**EXTRAIT DU TEXTE:**

☆ ☆ ☆ ☆

Les premiers programmes réalisés se montrent d’une lenteur telle qu’il est difficile d’envisager une commercialisation.
Au début de l’année 1985, lorsque les journalistes s’informent de l’état de santé de Windows, la question est accueillie avec embarras et les visages deviennent pourpres.
Un grand nombre de constructeurs de PC lassés par une aussi longue attente se laissent séduire par l’interface graphique que finalise Digital Research : Tandy et Atari envisagent d’associer GEM sur leurs machines.
A Bellevue, la direction marketing décide de repenser le mode de diffusion du produit.
Windows jusqu’alors censé être fourni par les constructeurs sur leurs PC, sera vendu au détail, en boutique comme un logiciel habituel.
Leo Nikora tente en vain de persuader Gates qu’il faut cesser de constamment réviser le cahier des charges de Windows et supporte de plus en plus mal la pression à laquelle il est soumise.
Nikora qui approche la quarantaine insiste pour prendre ses week-ends en famille.
Insensible à ces préoccupations jugées futiles, Bill lui demande de mettre main à la pâte et de contribuer à la programmation de Windows.
La nouvelle année est porteuse de réflexions au sein de la jeune industrie micro-informatique.
Il ne s’est pas écoulé quatre ans depuis la sortie de l’IBM PC et déjà plusieurs grandes compagnies sont nées : Compaq, Lotus, Ashton-Tate…
Le secteur du micro-ordinateur a vu sa croissance se multiplier par vingt depuis 1980.
Le standard PC a éliminé tout autre norme, à l’exception du Macintosh d’Apple.
IBM continue sa progression vertigineuse : avec 1.375.000 PC vendus en 1984, elle accapare plus de 45% de la micro-informatique professionnelle.
Un nouveau modèle a été dévoilé en août 1984, l’AT, qui s’appuie sur un microprocesseur différent du 8088 : le 80286.
Cette puce a été conçue de façon peu orthodoxe et Gates a tenté à maintes reprises de dissuader Don Estridge de l’utiliser.
En réalité, Intel n’avait pas prévu que cette puce soit jamais utilisée au sein d’une machine MS-DOS.
Estridge voit un avantage au 80286 : l’un de ses modes est compatible avec le 8088 et amène une vitesse trois fois supérieure à celui-ci.
En définitive, l’AT apparaît comme un PC bâtard : il est ultra-rapide mais sous-exploite largement le processeur autour duquel il est construit.
Un grand nombre d’éditeurs de logiciels apparus dans le sillage du PC jouissent d’un rayonnement mondial. Lotus est devenu le n°1 du logiciel.
En 1984, elle a vendu 500.000 exemplaires de son tableur 1-2-3 et réalisé 157 millions de dollars.
Microsoft vient en deuxième position avec 125 millions de dollars.
A la troisième place figure Ashton-Tate dont le logiciel dBASE a été diffusé à 140.000 copies – soit 60% de l’ensemble des gestions de fichiers.

☆ ☆ ☆ ☆

**DONNÉES ENREGISTRÉES:**
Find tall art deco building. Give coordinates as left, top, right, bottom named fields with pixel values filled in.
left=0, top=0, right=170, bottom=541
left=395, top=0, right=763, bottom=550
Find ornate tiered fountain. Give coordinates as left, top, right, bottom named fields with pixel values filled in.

☆ ☆ ☆ ☆

**CONSIGNE 1:** Recopiez, dans l'extrait sur les débuts de Windows, tout ce qui va de « La nouvelle année » jusqu'à « d’une machine MS-DOS. ».
**CONSIGNE 2:** Selon l'extrait sur les débuts de Windows, combien d'exemplaires de son tableur 1-2-3 Lotus a-t-elle vendus en 1984 ?

**CORRIGÉ 1:**
La nouvelle année est porteuse de réflexions au sein de la jeune industrie micro-informatique.
Il ne s’est pas écoulé quatre ans depuis la sortie de l’IBM PC et déjà plusieurs grandes compagnies sont nées : Compaq, Lotus, Ashton-Tate…
Le secteur du micro-ordinateur a vu sa croissance se multiplier par vingt depuis 1980.
Le standard PC a éliminé tout autre norme, à l’exception du Macintosh d’Apple.
IBM continue sa progression vertigineuse : avec 1.375.000 PC vendus en 1984, elle accapare plus de 45% de la micro-informatique professionnelle.
Un nouveau modèle a été dévoilé en août 1984, l’AT, qui s’appuie sur un microprocesseur différent du 8088 : le 80286.
Cette puce a été conçue de façon peu orthodoxe et Gates a tenté à maintes reprises de dissuader Don Estridge de l’utiliser.
En réalité, Intel n’avait pas prévu que cette puce soit jamais utilisée au sein d’une machine MS-DOS.

**CORRIGÉ 2:** Lotus en a vendu 500.000 exemplaires.